WHAT IS EXPECTED:
For the records below, report how many lines include "before", with no accompanying text.

SOURCE INFORMATION START

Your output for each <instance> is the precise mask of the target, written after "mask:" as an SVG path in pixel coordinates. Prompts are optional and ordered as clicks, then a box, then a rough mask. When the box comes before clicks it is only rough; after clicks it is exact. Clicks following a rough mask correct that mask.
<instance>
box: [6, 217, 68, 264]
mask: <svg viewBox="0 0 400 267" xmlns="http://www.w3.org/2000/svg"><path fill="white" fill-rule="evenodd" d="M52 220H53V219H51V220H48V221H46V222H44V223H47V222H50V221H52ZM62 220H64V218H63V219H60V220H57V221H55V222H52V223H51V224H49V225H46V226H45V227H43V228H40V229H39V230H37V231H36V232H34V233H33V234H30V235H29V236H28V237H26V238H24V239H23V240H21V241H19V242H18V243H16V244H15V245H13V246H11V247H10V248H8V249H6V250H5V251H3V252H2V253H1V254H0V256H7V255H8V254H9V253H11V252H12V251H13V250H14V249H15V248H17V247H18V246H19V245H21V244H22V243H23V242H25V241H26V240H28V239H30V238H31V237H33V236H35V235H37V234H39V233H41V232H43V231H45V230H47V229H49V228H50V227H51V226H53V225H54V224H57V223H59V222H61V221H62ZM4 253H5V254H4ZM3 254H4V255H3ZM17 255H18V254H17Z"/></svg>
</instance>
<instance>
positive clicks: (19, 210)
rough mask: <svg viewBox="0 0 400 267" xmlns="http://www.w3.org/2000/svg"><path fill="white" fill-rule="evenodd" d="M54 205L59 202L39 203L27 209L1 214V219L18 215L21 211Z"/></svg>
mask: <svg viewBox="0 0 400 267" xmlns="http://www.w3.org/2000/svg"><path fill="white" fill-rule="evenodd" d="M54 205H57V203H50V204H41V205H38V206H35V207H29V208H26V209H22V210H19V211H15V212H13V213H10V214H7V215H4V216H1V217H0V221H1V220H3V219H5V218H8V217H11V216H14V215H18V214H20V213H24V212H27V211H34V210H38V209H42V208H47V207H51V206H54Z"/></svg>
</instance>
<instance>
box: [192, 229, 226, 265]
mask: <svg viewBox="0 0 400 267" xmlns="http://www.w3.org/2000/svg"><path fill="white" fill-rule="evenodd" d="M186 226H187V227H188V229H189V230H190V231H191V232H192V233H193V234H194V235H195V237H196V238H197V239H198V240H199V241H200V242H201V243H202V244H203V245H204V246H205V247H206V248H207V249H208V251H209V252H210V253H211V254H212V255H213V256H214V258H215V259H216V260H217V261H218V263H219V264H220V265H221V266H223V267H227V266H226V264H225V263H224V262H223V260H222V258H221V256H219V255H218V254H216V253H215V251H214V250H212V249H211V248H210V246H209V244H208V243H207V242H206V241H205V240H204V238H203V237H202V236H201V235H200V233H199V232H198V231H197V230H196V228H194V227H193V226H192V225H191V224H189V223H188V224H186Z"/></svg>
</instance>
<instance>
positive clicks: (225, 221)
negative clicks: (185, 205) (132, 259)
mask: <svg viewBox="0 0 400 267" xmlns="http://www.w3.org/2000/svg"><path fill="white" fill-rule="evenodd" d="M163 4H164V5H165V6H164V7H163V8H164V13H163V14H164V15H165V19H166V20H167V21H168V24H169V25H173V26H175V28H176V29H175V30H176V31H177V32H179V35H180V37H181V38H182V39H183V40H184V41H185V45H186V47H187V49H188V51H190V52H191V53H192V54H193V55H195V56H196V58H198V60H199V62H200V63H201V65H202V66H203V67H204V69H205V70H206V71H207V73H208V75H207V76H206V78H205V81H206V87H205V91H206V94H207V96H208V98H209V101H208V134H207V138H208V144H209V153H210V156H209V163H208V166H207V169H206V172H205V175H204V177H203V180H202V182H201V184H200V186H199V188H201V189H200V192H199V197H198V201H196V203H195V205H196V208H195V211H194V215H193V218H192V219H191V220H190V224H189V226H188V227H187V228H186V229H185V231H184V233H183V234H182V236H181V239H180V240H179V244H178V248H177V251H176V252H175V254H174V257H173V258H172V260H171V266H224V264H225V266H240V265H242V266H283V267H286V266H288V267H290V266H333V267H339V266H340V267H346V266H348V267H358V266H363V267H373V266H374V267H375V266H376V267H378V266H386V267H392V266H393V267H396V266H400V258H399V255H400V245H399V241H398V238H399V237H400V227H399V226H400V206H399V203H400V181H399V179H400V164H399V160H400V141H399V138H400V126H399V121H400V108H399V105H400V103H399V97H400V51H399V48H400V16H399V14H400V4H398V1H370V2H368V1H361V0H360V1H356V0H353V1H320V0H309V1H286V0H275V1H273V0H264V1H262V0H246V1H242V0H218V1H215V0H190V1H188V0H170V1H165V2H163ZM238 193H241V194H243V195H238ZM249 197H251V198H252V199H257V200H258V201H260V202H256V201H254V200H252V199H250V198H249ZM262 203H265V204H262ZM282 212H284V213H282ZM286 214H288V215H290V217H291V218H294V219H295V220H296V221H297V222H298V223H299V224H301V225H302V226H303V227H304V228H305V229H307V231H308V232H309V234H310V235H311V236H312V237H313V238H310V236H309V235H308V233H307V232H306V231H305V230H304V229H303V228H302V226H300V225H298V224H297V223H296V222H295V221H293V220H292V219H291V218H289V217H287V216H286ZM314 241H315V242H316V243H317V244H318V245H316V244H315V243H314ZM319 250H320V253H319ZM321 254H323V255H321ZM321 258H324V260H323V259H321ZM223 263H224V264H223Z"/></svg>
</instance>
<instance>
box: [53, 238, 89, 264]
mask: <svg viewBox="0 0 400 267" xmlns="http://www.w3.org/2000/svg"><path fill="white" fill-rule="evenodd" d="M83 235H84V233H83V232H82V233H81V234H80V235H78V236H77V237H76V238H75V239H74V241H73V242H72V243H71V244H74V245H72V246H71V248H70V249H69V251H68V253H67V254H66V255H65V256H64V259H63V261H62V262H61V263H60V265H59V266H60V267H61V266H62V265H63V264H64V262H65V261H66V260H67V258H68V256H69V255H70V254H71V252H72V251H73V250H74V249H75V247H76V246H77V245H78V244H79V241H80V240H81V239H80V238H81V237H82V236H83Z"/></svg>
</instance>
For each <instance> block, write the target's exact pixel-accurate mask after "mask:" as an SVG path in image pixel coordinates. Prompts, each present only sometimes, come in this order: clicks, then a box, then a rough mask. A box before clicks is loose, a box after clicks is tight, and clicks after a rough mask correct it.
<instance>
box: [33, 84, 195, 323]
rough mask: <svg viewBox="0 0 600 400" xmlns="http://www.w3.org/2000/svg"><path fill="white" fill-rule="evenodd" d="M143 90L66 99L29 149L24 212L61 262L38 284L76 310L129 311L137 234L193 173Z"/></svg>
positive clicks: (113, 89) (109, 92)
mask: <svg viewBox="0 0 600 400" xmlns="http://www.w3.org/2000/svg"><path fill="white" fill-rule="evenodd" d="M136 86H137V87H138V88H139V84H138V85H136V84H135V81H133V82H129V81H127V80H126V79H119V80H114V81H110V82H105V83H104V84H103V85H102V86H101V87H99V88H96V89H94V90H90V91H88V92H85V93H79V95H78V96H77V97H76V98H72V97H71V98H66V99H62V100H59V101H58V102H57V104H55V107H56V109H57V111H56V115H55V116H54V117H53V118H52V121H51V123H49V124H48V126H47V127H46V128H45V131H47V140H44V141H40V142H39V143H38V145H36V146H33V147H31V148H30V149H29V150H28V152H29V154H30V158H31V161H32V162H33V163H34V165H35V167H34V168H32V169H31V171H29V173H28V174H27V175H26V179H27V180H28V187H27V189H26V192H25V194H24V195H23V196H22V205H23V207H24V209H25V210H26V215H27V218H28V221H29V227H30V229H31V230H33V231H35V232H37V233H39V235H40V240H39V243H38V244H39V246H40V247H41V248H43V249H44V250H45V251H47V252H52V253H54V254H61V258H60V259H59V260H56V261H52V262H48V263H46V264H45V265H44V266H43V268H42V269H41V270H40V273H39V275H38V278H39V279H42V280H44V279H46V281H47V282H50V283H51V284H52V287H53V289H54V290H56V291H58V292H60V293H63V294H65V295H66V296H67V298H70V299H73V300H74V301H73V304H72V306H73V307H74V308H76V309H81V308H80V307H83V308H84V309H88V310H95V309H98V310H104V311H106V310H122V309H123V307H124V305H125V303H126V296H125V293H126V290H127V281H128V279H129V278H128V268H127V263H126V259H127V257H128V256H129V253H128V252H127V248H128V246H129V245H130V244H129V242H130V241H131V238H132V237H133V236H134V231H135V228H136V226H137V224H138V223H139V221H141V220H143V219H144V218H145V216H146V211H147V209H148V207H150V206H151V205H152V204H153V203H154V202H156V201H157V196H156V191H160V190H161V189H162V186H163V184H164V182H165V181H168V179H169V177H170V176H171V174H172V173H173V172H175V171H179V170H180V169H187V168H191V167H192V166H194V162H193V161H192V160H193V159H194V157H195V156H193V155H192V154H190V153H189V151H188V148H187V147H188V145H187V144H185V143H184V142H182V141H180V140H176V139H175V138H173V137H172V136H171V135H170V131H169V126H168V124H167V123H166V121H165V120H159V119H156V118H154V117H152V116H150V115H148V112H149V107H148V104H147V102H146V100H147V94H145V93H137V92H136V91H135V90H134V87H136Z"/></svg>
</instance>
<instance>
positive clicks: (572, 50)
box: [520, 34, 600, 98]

SOURCE INFORMATION END

EXPECTED OUTPUT:
2